**Exercise brief:** Rewrite all the data below as a numbered list, one line per item, and leave out any blank lines.

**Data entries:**
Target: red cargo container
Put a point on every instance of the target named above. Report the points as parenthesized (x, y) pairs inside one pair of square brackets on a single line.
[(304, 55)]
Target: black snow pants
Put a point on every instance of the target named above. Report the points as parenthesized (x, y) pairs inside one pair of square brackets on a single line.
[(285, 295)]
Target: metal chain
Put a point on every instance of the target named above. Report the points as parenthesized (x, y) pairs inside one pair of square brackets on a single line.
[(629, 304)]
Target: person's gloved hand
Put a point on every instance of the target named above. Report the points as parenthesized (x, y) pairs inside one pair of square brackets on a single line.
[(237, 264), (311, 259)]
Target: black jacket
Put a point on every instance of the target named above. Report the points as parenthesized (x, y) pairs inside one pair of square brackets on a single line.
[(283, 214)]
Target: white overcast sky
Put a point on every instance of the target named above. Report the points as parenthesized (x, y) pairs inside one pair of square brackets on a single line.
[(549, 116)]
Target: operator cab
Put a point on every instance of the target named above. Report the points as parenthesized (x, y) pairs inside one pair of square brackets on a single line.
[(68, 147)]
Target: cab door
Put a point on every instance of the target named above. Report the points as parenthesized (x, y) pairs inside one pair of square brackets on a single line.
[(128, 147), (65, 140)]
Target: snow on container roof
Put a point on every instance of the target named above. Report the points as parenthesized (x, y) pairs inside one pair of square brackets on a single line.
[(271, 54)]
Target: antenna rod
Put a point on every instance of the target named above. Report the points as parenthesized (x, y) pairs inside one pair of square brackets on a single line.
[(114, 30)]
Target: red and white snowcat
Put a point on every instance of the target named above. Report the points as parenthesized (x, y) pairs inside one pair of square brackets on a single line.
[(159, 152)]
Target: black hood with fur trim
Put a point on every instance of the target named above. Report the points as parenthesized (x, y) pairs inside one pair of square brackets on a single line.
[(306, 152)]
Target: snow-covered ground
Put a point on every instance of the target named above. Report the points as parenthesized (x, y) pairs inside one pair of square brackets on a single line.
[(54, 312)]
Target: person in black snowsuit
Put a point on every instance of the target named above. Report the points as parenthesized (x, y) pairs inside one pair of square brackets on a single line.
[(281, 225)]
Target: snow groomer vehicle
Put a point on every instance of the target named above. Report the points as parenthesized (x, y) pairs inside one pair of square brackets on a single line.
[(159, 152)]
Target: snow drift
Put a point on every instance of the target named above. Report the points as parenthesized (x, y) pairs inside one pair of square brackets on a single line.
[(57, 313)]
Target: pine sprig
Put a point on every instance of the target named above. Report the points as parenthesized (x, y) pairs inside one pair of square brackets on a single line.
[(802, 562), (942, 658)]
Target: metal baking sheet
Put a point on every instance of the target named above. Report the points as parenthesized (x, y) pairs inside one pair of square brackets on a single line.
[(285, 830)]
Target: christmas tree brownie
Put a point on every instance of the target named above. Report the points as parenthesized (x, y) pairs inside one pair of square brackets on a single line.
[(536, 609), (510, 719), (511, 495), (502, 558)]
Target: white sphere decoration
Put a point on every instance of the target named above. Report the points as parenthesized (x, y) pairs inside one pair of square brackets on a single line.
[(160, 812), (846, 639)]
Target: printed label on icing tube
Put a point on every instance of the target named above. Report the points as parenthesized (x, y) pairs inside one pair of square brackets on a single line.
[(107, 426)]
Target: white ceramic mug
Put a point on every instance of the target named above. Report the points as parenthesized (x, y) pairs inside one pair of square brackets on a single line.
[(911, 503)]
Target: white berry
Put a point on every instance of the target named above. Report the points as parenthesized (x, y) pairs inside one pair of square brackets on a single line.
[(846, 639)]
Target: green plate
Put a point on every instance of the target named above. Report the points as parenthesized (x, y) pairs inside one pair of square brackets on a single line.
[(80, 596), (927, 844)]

**Exercise answer:**
1. Target: red cargo container
2. Put a point on every instance of the target named above. Report the points as parenthesized (x, y) pairs inside one pair of square brackets on a single line.
3. [(304, 55)]
4. Target: black snow pants
5. Put a point on every instance of the target named above. Report the points as parenthesized (x, y) pairs inside one pair of square brackets on a single line.
6. [(285, 295)]
7. Target: metal chain
8. Put a point on every instance of the target named above. Report the points as parenthesized (x, y) pairs inside one pair of square brackets on a single line.
9. [(629, 304)]
10. Target: person's gloved hand
11. Put a point on every instance of the target named above. Report the points as parenthesized (x, y) pairs inside one pair of square brackets on a single line.
12. [(237, 264), (311, 259)]
13. Target: black jacket
14. Put a point on every instance of the target named above. Report the points as parenthesized (x, y) pairs inside one pair of square brackets on a single line.
15. [(283, 214)]
16. Target: white overcast sky
17. Put a point on every instance of the target named above. Report the points as parenthesized (x, y) pairs inside one pair of square brackets on a single line.
18. [(549, 116)]
19. Target: operator cab
20. Put a point on every instance of the target named above. Report the points as parenthesized (x, y) pairs inside one pair of square brackets on a single line.
21. [(68, 147)]
22. Target: cab door
23. Put a point on every instance of the target named above. Report the points as parenthesized (x, y) pairs inside one pair of square brackets on a single line.
24. [(128, 147), (65, 140)]
25. Target: snow on container roof
26. Put a point on every instance of the target named above. Report the points as parenthesized (x, y) pairs inside one pair of square brackets on a single line.
27. [(271, 54)]
28. Target: antenna rod
29. Put a point on every instance of the target named above. Report the points as parenthesized (x, y) pairs inside one pair of square brackets on a single line.
30. [(114, 30)]
31. Target: red and white snowcat
32. Put a point on every instance of the target named above. Report the points as parenthesized (x, y) pairs inside one pair of square brackets on a single line.
33. [(159, 152)]
34. Target: black hood with fur trim
35. Put a point on every instance of the target named above. Report the points as parenthesized (x, y) pairs inside one pair of square brackets on a single line.
36. [(306, 152)]
37. Target: snow-covered ground
38. Put a point on every instance of the target named above. Report the points as parenthesized (x, y) pairs inside one pair of square brackets on a single line.
39. [(54, 312)]
40. Target: person in black snowsuit
41. Put a point on every instance of the target named above. Report the points as parenthesized (x, y) pairs inside one pair of square brackets on a single line.
42. [(281, 225)]
43. Target: snow groomer vehicle
44. Put a point on every instance of the target named above. Report the points as parenthesized (x, y) pairs inside one pair of square brackets on a single line.
45. [(159, 152)]
46. Target: snow drift
47. Put a point on every instance of the target named above. Report the points as parenthesized (x, y) pairs inside one pair of square brackets on a single line.
48. [(57, 313)]
49. Target: pine sprig
50. Put a point on every instance of the target named above. Report the points as parenthesized (x, y) pairs inside one pair of square brackets on a single line.
51. [(802, 562), (942, 658)]
52. Target: metal baking sheet
53. Put a point on every instance of the target named above. Report the points as parenthesized (x, y) pairs inside one pair of square brackets on a single line.
54. [(285, 830)]
55. Target: christmas tree brownie
56. Put a point on every instance of the target named above. Report the points as parenthesized (x, y) pairs inside one pair of square brackets on a single line.
57. [(536, 609), (510, 719), (511, 495), (502, 558)]
58. Target: white sphere decoration
59. Put a point on every instance of the target named above. Report the points as parenthesized (x, y) pairs inside one pair of square brackets on a single line.
60. [(160, 812), (846, 639)]
61. Target: printed label on icing tube
62. Put a point on every instance of the target named above. Report the points as parenthesized (x, y) pairs inside one pair of square brackets on a single line.
63. [(107, 426)]
64. Target: white ceramic mug
65. Put a point on every instance of the target named above. Report the points as parenthesized (x, y) pairs inside one pair of square brackets on a single line.
66. [(911, 503)]
67. Target: white berry
68. Put a point on every instance of the target named above. Report the points as parenthesized (x, y) pairs inside one pair of square brackets on a single line.
69. [(846, 639)]
70. Target: green plate
71. Put a point on every instance of the target named above. Report the points as parenthesized (x, y) pairs inside one pair of square brackets on a single line.
72. [(80, 596), (927, 844)]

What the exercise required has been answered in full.